> Records of labeled points:
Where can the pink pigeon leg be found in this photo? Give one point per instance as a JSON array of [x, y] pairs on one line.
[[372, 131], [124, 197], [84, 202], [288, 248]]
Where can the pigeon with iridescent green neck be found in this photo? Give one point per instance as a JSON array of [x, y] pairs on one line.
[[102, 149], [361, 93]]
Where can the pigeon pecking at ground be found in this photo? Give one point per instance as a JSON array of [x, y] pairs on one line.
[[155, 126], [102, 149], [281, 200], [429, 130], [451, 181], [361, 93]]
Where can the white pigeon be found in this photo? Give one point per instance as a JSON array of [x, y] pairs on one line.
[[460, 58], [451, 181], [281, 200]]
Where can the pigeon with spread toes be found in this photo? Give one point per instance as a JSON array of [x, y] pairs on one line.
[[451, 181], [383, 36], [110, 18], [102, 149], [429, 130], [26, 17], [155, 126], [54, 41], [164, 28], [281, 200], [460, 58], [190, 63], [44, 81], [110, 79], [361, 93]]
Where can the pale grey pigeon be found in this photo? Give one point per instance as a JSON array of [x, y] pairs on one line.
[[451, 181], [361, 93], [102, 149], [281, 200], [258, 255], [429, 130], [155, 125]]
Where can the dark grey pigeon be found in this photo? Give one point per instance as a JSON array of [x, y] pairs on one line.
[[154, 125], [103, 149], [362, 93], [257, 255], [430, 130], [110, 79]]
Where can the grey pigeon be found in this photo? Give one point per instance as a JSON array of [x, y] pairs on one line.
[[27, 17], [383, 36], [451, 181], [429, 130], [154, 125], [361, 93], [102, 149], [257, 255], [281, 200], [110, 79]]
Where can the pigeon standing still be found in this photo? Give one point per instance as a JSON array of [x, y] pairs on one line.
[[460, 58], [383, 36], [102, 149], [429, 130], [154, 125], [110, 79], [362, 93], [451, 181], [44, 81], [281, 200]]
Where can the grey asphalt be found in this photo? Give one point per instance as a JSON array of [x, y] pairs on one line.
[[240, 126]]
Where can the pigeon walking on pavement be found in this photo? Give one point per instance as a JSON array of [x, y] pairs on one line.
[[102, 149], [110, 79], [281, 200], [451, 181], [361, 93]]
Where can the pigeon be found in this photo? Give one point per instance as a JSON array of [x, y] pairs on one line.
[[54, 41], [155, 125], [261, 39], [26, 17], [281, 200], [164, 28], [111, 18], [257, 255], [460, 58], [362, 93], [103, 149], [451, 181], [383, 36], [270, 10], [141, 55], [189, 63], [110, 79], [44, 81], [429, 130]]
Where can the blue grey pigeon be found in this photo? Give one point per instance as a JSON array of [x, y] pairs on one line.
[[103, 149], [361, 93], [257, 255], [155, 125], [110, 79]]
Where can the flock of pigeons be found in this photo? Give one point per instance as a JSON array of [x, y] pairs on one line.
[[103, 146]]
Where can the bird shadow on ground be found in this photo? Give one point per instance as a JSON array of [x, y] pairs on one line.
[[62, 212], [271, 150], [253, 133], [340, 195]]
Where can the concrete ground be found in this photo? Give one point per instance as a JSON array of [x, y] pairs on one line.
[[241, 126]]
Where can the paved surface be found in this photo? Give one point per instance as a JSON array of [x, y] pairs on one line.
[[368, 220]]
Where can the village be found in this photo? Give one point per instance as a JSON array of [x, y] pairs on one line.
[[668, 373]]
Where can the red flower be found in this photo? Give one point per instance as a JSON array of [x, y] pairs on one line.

> YOUR TASK:
Recast every line of the material above as a numbered list, omitting any blank lines.

> FINAL RESULT:
1. Where can the pink pigeon leg be found in this photo? Give one point per instance as a JSON array of [x, y] pairs on one line.
2. [[372, 131], [124, 197], [84, 202], [288, 248]]
3. Where can the pigeon with iridescent green neck be found in this photo? Give one point per instance as a JSON array of [x, y] pairs on one line.
4. [[102, 149], [361, 93]]
5. Where can the pigeon pecking at ground be found in this photo? Give one point per instance as a JSON array of [x, y] pairs on one line.
6. [[155, 126], [102, 149], [281, 200], [429, 130], [451, 181], [361, 93]]
7. Where can the white pigeon be found in this photo? Give one point per instance as a JSON array of [x, y] pairs on one line.
8. [[460, 58], [451, 181], [281, 200]]
9. Where can the pigeon with spread toes be found in this photo? Give one point per instance as a JSON array of [x, y] pairs on one line.
10. [[451, 181], [383, 36], [110, 18], [102, 149], [429, 130], [26, 17], [155, 126], [54, 41], [164, 28], [281, 200], [460, 58], [190, 63], [44, 81], [110, 79], [361, 93]]
11. Where can the pale grey pigeon be found in this photo? Give one point per instance as a JSON array of [x, y] pairs on one line.
12. [[451, 181], [361, 93], [102, 149], [281, 200], [258, 255], [429, 130], [155, 125]]
13. Where can the dark grey pigeon be found in this photo? Give one point per instance as a JSON array of [x, y] pairs on one line.
14. [[154, 125], [103, 149], [362, 93], [257, 255], [430, 130], [110, 79]]
15. Where can the grey pigeon be found in this photo? Give one point per instance as a JSON array of [x, y] pairs on one line.
16. [[27, 17], [383, 36], [451, 181], [429, 130], [154, 125], [361, 93], [102, 149], [257, 255], [281, 200], [110, 79]]
17. Where can the pigeon standing still be found in this photo? Give one point per instance as a JSON array of [x, y] pairs on one line.
18. [[460, 58], [383, 36], [102, 149], [429, 130], [154, 125], [110, 79], [362, 93], [451, 181], [44, 81], [281, 200]]
19. Where can the grey asphalt be found in this photo? Give one point per instance as a JSON array of [x, y] pairs on one line.
20. [[240, 126]]
21. Where can the pigeon walking on pavement be found in this photo? Give one point per instance as a JSON array of [x, y] pairs on one line.
22. [[102, 149], [110, 79], [281, 200], [451, 181], [361, 93]]
23. Where can the pigeon be found in this photo? Give one point per instance as a JSON array of [x, y] pairs on one line.
24. [[54, 41], [155, 125], [261, 39], [26, 17], [281, 200], [164, 28], [111, 18], [257, 255], [460, 58], [362, 93], [103, 149], [451, 181], [383, 36], [270, 10], [141, 55], [189, 63], [110, 79], [44, 81], [429, 130]]
25. Where can the blue grey pigeon be found in this photo? Give one point per instance as a JSON array of [x, y] pairs on one line.
26. [[103, 149], [361, 93], [257, 255], [155, 125], [110, 79]]
27. Where can the flock of pigeons be found in this photo? Give one point per instance as a JSON array of [x, y] pairs on one line.
28. [[103, 146]]
29. Where can the bird shadow on ground be found in this photo? Give one point per instance as a JSON array of [x, y] pairs on one line.
30. [[62, 212], [271, 150], [253, 133], [340, 195]]
31. Where can the concrete ground be found in this photo? Give one point per instance as a JSON array of [x, y] pairs on one line.
32. [[241, 126]]
33. Where can the paved surface be found in this photo? Give one point per instance as a JSON array of [x, y] pairs on one line.
34. [[368, 220]]
35. Where can the village be found in this photo? Give one point per instance as a JSON array of [x, y] pairs on one line.
36. [[668, 373]]
37. Where can the red flower be found in this photo? Give one point per instance as a JSON array of [x, y] pairs on one line.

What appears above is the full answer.